REQUIREMENTS —
Rewrite each of the records below, changing every occurrence of "deepest inside it" to "most central within it" and leaving everything else as it is.

DATA SUPPLIED —

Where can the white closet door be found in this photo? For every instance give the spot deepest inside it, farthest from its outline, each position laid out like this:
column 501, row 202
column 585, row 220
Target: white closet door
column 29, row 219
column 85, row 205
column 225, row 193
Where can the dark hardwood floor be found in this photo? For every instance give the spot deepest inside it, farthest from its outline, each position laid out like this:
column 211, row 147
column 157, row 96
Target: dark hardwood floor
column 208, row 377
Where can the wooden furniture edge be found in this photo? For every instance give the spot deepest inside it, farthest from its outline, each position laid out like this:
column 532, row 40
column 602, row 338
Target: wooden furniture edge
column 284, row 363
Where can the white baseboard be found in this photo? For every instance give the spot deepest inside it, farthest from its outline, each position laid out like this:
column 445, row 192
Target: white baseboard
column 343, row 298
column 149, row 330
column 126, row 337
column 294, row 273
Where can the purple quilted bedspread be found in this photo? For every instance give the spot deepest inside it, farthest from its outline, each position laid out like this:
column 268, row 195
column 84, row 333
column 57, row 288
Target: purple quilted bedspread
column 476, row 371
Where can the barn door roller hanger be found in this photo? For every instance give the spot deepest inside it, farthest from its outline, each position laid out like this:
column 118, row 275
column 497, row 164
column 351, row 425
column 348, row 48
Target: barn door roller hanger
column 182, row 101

IN RESPONSE —
Where can the white closet door be found in this photo? For every instance give the spot most central within it, farthest from its outline, each position laid out like this:
column 501, row 202
column 585, row 220
Target: white closet door
column 29, row 219
column 85, row 205
column 225, row 193
Where can the dark hardwood floor be found in this photo? For every instance give the spot most central within it, farthest from its outline, each position laid out like this:
column 211, row 147
column 157, row 96
Target: dark hardwood floor
column 208, row 377
Where can the wooden furniture edge be found in this photo? For every instance give the spot most central within it, farthest from its outline, each position laid out like this:
column 532, row 40
column 602, row 338
Target: wooden furniture edge
column 284, row 363
Where can the white baseboard be found in this photo? For every instance give the spot most central within it, farthest from its outline, each position laid out like this:
column 445, row 192
Target: white baseboard
column 343, row 298
column 149, row 330
column 126, row 337
column 294, row 273
Where can the purple quilted bedspread be found in this photo? For every instance give the spot most central within it, farthest from its outline, each position laid out like this:
column 268, row 195
column 84, row 333
column 57, row 288
Target: purple quilted bedspread
column 476, row 371
Where can the barn door roller hanger be found in this photo? For every instance give the spot most central within it, farthest from its outline, each position laid out like this:
column 118, row 275
column 497, row 164
column 351, row 425
column 348, row 48
Target: barn door roller hanger
column 182, row 101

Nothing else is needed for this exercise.